:: Records for the exercise ::
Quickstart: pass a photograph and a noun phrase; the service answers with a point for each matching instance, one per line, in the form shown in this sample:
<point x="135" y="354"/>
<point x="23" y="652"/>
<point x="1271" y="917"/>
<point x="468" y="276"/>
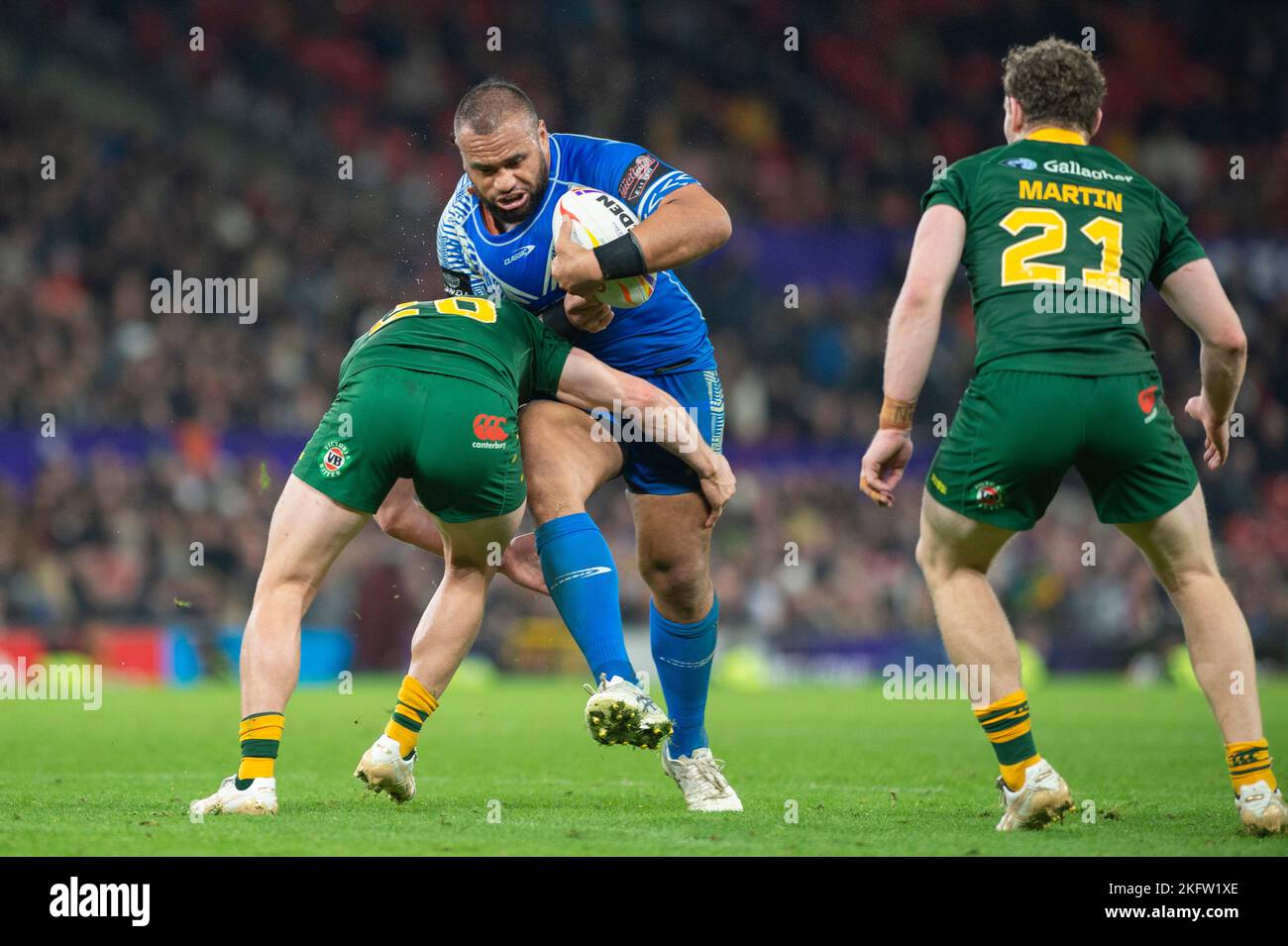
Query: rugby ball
<point x="596" y="219"/>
:::
- What you should do
Please copy all the rows above character for character, leaving out the pictures.

- Reply
Quickstart: pass a photograph and a noun phrase; the service answers with a point for each matching instance, one per line, in the form shown in this sample:
<point x="135" y="354"/>
<point x="23" y="652"/>
<point x="1271" y="917"/>
<point x="468" y="276"/>
Query: rugby ball
<point x="596" y="219"/>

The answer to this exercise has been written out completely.